26 I turn now to the principles which are relevant to the appellant’s submission that the Federal Magistrates Court erred in declining to hold that he had a counter-claim, set-off or cross-demand for an amount which exceeded the amount claimed in the Bankruptcy Notice.
27 The degree to which the debtor needs to satisfy the Court in order to have a Bankruptcy Notice set aside on the grounds of a counterclaim, set-off or cross-demand has been variously formulated as follows:
(1) The debtor must satisfy the Court that he has a genuine demand. A demand must be more than bona fide. The Court must be satisfied that it has a reasonable probability of success: Ebert v The Union Trustee Co of Australia Ltd (1960) 104 CLR 346; Cameron v Cole (1944) 68 CLR 571; Gomez v State Bank of New South Wales Ltd [2002] FCA 442; [2002] FCAFC 101.
(2) The debtor must show that he or she has a prima facie case, even if there and then he or she does not adduce the admissible evidence which would make out a prima facie case before a court trying the issues that are involved: Ebert v The Union Trustee Co of Australia Ltd; Gomez v State Bank of New South Wales Ltd.
(3) The matter to which the Court directs its attention is whether it is just that the claim should be determined before the bankruptcy proceedings are allowed to continue; in other words, whether it is a claim which it is proper and reasonable to litigate: Cameron v Cole..

### Exercise set
1. Copy out the passage on setting aside a Bankruptcy Notice in full, word for word.
2. How many lines of the records contain the string "black"? Reply with the number alone.

### Exercise inputs
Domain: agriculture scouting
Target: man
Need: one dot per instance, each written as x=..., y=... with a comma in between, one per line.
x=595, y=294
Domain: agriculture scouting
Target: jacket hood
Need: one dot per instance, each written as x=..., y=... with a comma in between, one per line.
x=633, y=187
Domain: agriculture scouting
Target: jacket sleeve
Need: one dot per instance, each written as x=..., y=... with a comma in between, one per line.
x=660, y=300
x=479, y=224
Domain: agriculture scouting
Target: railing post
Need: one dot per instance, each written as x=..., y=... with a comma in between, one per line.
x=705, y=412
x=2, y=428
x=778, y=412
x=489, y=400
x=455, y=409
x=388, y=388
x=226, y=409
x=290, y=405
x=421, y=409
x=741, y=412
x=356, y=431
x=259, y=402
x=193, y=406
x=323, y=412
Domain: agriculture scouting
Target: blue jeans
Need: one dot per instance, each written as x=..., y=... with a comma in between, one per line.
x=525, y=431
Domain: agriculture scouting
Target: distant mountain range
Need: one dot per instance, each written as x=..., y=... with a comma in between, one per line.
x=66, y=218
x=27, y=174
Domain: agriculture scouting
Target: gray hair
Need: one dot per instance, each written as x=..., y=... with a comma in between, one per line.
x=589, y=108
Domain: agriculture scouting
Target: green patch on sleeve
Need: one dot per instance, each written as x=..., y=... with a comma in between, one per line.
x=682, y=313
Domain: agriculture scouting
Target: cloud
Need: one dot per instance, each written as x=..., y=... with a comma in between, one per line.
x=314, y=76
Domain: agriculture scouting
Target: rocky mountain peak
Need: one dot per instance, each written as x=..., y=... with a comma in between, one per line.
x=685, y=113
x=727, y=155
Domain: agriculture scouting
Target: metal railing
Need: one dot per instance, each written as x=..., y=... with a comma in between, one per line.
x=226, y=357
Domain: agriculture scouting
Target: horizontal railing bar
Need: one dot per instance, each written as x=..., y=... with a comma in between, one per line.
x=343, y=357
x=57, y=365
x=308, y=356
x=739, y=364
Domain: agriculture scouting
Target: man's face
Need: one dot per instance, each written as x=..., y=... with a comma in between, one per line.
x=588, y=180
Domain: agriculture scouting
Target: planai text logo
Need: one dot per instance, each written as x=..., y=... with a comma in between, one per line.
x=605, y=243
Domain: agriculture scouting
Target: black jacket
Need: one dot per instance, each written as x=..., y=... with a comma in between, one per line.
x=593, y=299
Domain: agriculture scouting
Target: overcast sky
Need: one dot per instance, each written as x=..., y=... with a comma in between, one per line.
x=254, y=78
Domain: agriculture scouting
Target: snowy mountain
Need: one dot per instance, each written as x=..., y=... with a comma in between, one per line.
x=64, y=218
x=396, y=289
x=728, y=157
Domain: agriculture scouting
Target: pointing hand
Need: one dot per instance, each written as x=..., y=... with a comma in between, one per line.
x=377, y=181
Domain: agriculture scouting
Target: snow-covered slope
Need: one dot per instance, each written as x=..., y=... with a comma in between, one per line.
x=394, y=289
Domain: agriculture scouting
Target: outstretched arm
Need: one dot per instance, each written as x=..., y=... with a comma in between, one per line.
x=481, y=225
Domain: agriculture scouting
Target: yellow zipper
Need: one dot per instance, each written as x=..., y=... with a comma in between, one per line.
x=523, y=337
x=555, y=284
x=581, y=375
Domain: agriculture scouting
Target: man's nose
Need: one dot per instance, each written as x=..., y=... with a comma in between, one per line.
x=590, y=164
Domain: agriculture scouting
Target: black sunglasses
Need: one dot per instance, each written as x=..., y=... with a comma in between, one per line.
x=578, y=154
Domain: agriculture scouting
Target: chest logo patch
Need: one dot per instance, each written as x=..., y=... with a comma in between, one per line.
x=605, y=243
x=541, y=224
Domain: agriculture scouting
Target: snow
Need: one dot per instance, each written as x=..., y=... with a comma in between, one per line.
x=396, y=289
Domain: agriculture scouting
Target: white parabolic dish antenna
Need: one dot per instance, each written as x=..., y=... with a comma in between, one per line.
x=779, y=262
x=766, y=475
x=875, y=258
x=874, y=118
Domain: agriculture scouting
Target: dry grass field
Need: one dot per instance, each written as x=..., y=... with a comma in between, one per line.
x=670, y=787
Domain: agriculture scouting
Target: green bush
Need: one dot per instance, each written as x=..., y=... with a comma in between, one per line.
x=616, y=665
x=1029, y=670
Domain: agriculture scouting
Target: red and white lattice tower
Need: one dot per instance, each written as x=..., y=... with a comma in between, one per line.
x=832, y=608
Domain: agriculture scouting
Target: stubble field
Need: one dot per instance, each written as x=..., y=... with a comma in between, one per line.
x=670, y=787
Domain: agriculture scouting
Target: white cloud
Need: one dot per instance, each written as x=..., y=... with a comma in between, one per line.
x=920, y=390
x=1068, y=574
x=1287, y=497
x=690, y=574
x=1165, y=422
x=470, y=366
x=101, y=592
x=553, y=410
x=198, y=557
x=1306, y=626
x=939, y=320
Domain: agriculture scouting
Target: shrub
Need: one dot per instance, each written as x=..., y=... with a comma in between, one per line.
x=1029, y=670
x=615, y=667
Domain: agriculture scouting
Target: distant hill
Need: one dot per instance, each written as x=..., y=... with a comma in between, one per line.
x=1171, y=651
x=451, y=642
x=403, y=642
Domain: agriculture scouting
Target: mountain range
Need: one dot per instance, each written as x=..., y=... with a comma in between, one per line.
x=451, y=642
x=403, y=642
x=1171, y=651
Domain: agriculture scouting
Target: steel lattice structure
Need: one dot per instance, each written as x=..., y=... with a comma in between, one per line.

### Task-by-task solutions
1.
26 I turn now to the principles which are relevant to the appellant’s submission that the Federal Magistrates Court erred in declining to hold that he had a counter-claim, set-off or cross-demand for an amount which exceeded the amount claimed in the Bankruptcy Notice.
27 The degree to which the debtor needs to satisfy the Court in order to have a Bankruptcy Notice set aside on the grounds of a counterclaim, set-off or cross-demand has been variously formulated as follows:
(1) The debtor must satisfy the Court that he has a genuine demand. A demand must be more than bona fide. The Court must be satisfied that it has a reasonable probability of success: Ebert v The Union Trustee Co of Australia Ltd (1960) 104 CLR 346; Cameron v Cole (1944) 68 CLR 571; Gomez v State Bank of New South Wales Ltd [2002] FCA 442; [2002] FCAFC 101.
(2) The debtor must show that he or she has a prima facie case, even if there and then he or she does not adduce the admissible evidence which would make out a prima facie case before a court trying the issues that are involved: Ebert v The Union Trustee Co of Australia Ltd; Gomez v State Bank of New South Wales Ltd.
(3) The matter to which the Court directs its attention is whether it is just that the claim should be determined before the bankruptcy proceedings are allowed to continue; in other words, whether it is a claim which it is proper and reasonable to litigate: Cameron v Cole..

2. 2